**CONSIGNE**
Relevez, dans l'extrait sur Rembrandt, tous les verbes employés à l'infinitif, sans doublon et dans leur ordre d'apparition.

··· EXTRAIT DU DOCUMENT

Mais je m’oublie à parler de Rembrandt. Que n’en pourrait-on pas dire ! — Je ne voulais indiquer qu’une chose, la place qu’il occupe dans l’école hollandaise, comment il la domine sans presque en faire partie ; comment, tout en étant son chef, tout en faisant sa gloire, il en est, à vrai dire, isolé et compose à lui seul son école. Revenons maintenant à nos deux grandes toiles, rentrons dans le Trippenhuis.

······
··· DONNÉES PRÉSENTÉES

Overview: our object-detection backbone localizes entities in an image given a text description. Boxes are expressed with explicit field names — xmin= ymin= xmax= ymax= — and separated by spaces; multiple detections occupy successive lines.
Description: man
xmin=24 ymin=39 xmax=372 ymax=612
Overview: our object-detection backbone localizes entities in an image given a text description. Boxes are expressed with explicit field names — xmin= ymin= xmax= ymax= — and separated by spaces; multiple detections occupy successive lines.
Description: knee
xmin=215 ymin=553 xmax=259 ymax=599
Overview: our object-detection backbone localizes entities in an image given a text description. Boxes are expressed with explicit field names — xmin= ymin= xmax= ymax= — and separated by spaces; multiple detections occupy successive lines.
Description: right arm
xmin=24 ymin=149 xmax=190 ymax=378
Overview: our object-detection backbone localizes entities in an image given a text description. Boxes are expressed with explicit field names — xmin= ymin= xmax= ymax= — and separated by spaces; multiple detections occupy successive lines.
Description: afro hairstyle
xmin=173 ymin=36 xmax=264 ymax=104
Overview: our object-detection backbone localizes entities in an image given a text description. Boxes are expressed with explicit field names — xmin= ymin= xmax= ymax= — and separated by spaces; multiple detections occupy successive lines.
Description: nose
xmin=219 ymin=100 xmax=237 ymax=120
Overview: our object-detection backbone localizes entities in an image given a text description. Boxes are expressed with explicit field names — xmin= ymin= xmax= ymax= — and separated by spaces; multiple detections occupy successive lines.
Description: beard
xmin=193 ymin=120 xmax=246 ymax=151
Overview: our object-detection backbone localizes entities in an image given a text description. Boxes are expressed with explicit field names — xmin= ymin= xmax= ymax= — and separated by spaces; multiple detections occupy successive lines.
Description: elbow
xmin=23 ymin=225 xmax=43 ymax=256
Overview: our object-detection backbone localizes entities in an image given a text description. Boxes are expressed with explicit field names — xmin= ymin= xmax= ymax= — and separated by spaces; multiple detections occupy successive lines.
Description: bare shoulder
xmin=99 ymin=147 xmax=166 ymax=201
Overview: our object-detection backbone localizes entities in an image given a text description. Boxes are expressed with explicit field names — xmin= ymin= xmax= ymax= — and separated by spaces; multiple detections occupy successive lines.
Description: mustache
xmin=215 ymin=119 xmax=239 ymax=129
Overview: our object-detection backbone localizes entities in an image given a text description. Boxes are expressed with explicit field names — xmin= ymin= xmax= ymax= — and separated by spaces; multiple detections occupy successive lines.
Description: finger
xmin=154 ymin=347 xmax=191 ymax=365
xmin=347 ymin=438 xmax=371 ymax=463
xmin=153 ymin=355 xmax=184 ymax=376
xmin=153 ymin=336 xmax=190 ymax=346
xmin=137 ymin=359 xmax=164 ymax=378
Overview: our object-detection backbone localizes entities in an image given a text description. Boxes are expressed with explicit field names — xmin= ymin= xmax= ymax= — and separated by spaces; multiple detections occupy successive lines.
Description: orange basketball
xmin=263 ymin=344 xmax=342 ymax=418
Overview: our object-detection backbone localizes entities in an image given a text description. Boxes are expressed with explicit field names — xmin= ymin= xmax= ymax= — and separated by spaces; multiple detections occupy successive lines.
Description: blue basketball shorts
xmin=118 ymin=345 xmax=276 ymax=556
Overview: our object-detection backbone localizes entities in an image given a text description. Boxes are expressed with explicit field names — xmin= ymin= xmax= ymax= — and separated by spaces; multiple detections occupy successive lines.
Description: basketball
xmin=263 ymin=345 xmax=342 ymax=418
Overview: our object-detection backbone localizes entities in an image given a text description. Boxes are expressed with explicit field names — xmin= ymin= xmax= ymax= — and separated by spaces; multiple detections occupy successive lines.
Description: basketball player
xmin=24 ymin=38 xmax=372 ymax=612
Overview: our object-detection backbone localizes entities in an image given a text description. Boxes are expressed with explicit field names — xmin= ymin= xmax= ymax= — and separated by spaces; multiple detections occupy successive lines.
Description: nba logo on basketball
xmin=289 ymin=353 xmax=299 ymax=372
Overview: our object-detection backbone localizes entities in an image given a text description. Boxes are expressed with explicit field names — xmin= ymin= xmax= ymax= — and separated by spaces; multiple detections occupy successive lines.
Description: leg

······

**RÉPONSE À LA CONSIGNE**
parler, dire, indiquer, faire